> **Job**: Rewrite the stretch from the line containing "trace: dark blue cuff" through the line containing "Now the dark", switching "outline" to "boundary" and leaving every other character unchanged.

> **Information given**:
◆ ◆ ◆

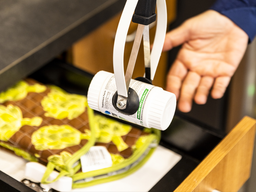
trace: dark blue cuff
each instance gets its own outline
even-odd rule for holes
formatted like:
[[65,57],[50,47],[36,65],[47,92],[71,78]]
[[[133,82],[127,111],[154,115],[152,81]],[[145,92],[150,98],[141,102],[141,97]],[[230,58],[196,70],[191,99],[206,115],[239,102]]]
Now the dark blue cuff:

◆ ◆ ◆

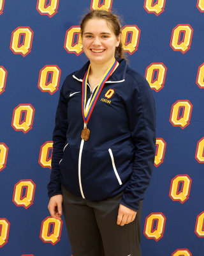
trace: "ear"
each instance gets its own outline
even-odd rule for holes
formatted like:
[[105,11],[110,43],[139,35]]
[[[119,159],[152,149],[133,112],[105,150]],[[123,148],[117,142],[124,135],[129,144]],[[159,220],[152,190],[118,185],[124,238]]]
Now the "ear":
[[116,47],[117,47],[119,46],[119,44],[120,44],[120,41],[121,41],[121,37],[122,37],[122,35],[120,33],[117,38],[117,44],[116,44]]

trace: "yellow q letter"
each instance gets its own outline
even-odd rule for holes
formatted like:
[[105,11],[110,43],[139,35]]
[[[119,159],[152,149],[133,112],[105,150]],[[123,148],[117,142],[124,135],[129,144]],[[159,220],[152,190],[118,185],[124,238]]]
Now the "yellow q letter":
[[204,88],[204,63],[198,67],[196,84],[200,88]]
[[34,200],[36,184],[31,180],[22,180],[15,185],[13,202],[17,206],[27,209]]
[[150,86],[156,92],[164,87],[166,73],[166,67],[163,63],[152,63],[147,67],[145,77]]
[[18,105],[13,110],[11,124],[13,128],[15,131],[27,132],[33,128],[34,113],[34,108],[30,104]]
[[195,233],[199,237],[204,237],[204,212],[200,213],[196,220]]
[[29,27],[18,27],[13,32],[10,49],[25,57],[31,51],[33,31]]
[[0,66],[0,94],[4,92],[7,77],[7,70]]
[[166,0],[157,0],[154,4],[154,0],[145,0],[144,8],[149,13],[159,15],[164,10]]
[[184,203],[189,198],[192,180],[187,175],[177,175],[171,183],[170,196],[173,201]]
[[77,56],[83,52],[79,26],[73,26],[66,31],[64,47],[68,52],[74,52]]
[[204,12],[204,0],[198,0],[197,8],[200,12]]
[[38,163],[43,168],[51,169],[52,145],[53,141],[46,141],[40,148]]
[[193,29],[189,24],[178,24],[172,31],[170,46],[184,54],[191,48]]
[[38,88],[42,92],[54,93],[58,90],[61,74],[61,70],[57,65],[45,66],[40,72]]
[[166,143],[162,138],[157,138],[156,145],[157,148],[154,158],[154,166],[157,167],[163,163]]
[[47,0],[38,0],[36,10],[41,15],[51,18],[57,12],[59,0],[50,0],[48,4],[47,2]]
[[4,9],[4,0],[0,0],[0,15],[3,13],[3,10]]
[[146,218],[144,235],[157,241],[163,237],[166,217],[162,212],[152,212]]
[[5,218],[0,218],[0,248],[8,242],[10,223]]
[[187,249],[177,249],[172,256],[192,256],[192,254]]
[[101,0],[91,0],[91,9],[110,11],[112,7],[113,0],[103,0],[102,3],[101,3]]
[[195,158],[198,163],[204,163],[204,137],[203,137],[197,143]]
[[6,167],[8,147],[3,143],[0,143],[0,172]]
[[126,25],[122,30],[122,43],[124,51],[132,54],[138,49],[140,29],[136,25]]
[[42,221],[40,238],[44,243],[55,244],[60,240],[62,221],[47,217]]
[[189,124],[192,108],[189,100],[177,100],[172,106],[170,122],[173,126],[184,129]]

◆ ◆ ◆

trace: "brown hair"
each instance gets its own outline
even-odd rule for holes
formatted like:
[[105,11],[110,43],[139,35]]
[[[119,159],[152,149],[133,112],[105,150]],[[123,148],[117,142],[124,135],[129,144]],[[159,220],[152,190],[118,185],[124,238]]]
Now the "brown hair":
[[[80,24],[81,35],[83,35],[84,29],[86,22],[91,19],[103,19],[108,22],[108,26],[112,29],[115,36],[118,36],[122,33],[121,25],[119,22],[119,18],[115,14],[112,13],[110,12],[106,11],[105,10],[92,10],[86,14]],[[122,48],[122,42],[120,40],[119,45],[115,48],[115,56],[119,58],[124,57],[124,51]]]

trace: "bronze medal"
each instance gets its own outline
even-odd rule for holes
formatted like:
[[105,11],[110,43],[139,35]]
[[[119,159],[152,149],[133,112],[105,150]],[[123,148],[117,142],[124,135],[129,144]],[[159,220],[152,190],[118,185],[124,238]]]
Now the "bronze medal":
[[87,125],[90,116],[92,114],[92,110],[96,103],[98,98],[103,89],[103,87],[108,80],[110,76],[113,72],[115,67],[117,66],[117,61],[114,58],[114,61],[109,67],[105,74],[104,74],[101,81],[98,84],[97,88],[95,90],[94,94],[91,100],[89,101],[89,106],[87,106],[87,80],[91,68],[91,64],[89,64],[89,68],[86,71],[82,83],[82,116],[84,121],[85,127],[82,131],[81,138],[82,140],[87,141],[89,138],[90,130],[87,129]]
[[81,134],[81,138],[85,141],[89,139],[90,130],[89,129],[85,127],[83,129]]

◆ ◆ ◆

> **Expected answer**:
trace: dark blue cuff
each instance gets its own boundary
even-odd rule for holes
formatted like:
[[65,57],[50,47],[36,65],[47,92],[71,78]]
[[[133,82],[127,111],[154,115],[152,81]],[[145,92],[150,98],[141,102],[141,97]],[[230,58],[196,70],[191,99],[206,115],[239,102]]]
Now the dark blue cuff:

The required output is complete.